# REQUIREMENT
Update the data below by changing every "one per line" to "one per row" and keeping everything else the same. Leave the pictures out of your answer.
::: TASK DATA :::
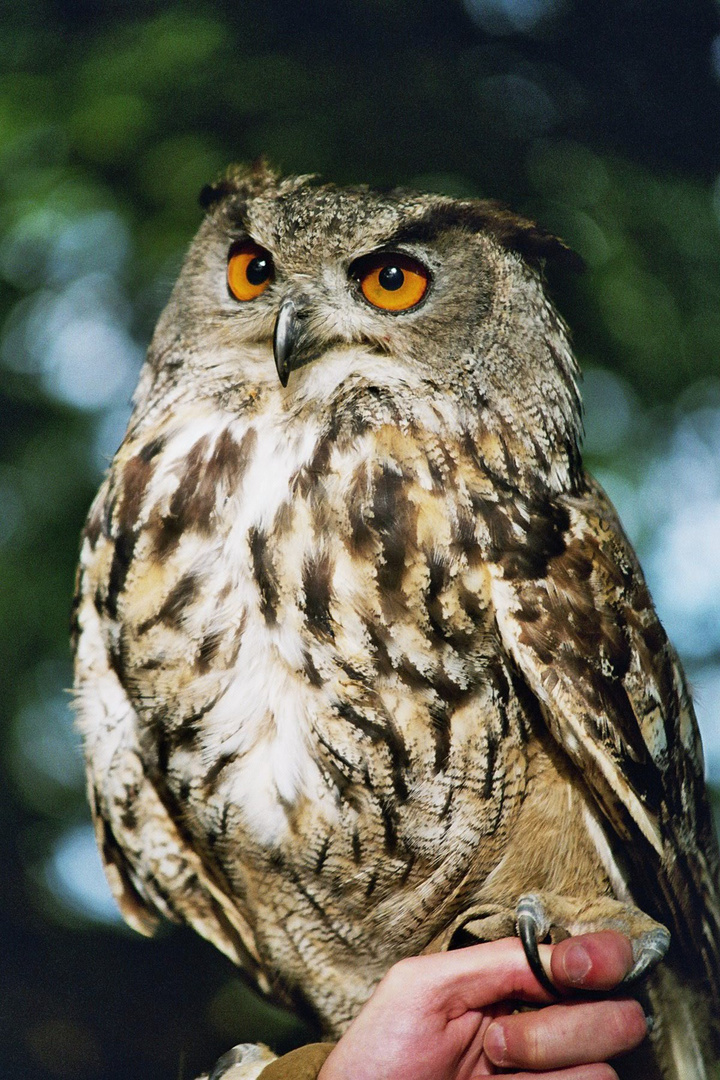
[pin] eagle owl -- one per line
(365, 664)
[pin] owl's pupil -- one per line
(391, 278)
(258, 270)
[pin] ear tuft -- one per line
(249, 180)
(533, 243)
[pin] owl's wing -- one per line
(152, 868)
(586, 638)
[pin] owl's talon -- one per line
(532, 927)
(648, 950)
(253, 1056)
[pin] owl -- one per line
(365, 663)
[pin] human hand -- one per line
(449, 1016)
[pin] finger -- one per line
(592, 961)
(466, 979)
(566, 1035)
(579, 1072)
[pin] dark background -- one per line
(601, 120)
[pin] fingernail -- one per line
(494, 1043)
(576, 962)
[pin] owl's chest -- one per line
(306, 623)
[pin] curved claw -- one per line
(242, 1054)
(226, 1062)
(649, 949)
(531, 927)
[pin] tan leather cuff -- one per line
(301, 1064)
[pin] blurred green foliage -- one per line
(601, 121)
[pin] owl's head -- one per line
(309, 291)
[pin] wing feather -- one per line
(588, 643)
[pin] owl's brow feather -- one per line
(510, 230)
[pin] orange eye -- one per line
(392, 282)
(249, 270)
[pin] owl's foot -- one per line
(546, 915)
(244, 1062)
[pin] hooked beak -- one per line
(285, 339)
:::
# FULL OUTPUT
[pin] eagle owl -- one per row
(365, 664)
[pin] owl's pupil -- one per row
(391, 278)
(258, 270)
[pin] ear tuft -- one per row
(249, 180)
(533, 243)
[pin] owl's wing -- one per row
(152, 868)
(586, 638)
[pin] owl's talon -- one per row
(532, 927)
(648, 950)
(253, 1056)
[pin] owl -- one per row
(365, 663)
[pin] human hand -- one per row
(449, 1016)
[pin] finger -- one per row
(592, 961)
(466, 979)
(566, 1035)
(579, 1072)
[pin] dark background -- one per row
(601, 120)
[pin] fingernail -- one per row
(494, 1043)
(576, 962)
[pin] owl's chest -- one per row
(306, 623)
[pin] curved claw -- one per row
(242, 1054)
(226, 1062)
(649, 949)
(531, 927)
[pin] tan leather cuff -- one per row
(301, 1064)
[pin] blurred green foliage -- one per row
(601, 121)
[pin] owl's head -- one per row
(309, 291)
[pin] wing feather -- one per row
(588, 643)
[pin] owl's brow feather -- one per row
(510, 230)
[pin] orange eye -- one per row
(392, 282)
(249, 270)
[pin] owl's foot -- one per row
(546, 915)
(244, 1062)
[pin] hooked beak -- one per row
(285, 339)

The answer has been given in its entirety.